Economic Beat: Major U.S. equity benchmarks ended the week broadly lower
How will current market developments affect you? The thought leaders at Fifth Third Bank can help make sense of it all. Listen to the Economic Beat as they discuss what happened last week and what they expect will be the focus of this week.
Economic Beat: December 20, 2021
The primary explanation for last week's pullback was the Fed. The Federal Reserve's Federal Open Market Committee (FOMC) voted to double the pace of tapering asset purchases from a reduction of $15 billion per month to $30 billion per month. The faster pace puts officials in a position to raise short-term interest rates sooner to counter inflation pressures if needed. Fed Chair Powell cited inflation developments and further improvement in the labor market for the policy pivot. Listen to this week’s full Economic Beat update or read the transcript below.
Hello, this is Tom Jalics, Chief Market Strategist at Fifth Third Bank
Major U.S. equity benchmarks ended the week broadly lower in a volatile week of trading. Investors continue to assess rising COVID-19 risks and surging inflation, along with the latest global central bank decisions including a hawkish tilt from the U.S. Fed. The S&P 500 Index dropped 1.9% in total return, while the tech heavy Nasdaq Composite plunged 2.9%, and the Dow Jones Industrial Average fell 1.7%. Despite a difficult week of trading, U.S. stocks have enjoyed strong gains year to date with the S&P 500 up 24.7%, the Dow up 17.7%, and the NASDAQ up 18.5% through December 16th. The U.S. 10-year Treasury yield ended the week at 1.40%, down eight basis points from the previous Friday’s close. Gold was up 0.8%, ending the week at $1,798/oz. West Texas Intermediate Crude Oil fell 1.9% to end the week at $70.33/barrel.

__What this exercise asks__
A. According to the Economic Beat update, at what level did the U.S. 10-year Treasury yield end the week?
B. Repeat part of the Economic Beat update word for word, beginning at the words "Economic Beat: Major" and stopping after "of this week.".
You can complete this work without the material.

__Provided material__
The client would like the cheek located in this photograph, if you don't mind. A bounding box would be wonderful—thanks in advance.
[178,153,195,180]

__Exercise answers__
A. It ended the week at 1.40%, down eight basis points from the previous Friday's close.

B.
Economic Beat: Major U.S. equity benchmarks ended the week broadly lower
How will current market developments affect you? The thought leaders at Fifth Third Bank can help make sense of it all. Listen to the Economic Beat as they discuss what happened last week and what they expect will be the focus of this week.